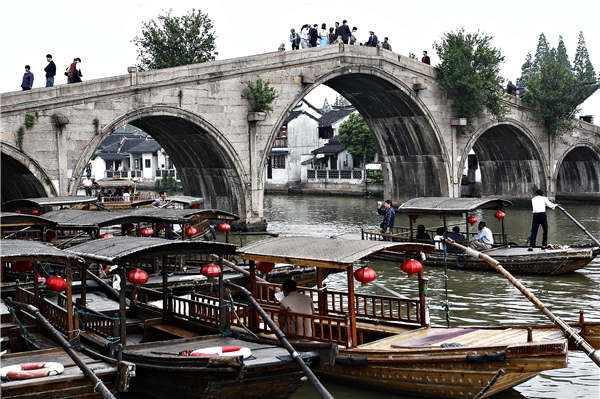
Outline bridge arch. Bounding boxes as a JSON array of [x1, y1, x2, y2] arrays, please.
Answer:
[[0, 143, 57, 202], [70, 105, 249, 217], [554, 142, 600, 199], [457, 119, 549, 198], [260, 66, 450, 200]]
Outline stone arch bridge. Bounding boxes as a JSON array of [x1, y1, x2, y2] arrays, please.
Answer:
[[0, 45, 600, 227]]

━━━━━━

Rewrite all the entries above as a numbered list with one line per item, skipping any blank lines. Leave the pictures out of your answer.

1. Outline bridge arch. Bounding boxes as a JSON array of [x1, y1, x2, y2] arrays, please.
2. Answer:
3. [[0, 143, 57, 202], [70, 105, 249, 217], [554, 142, 600, 199], [457, 119, 549, 198], [260, 66, 450, 200]]
4. Outline stone arch bridge. Bounding boxes as a JSON array of [x1, y1, x2, y2] arrays, please.
5. Answer:
6. [[0, 45, 600, 227]]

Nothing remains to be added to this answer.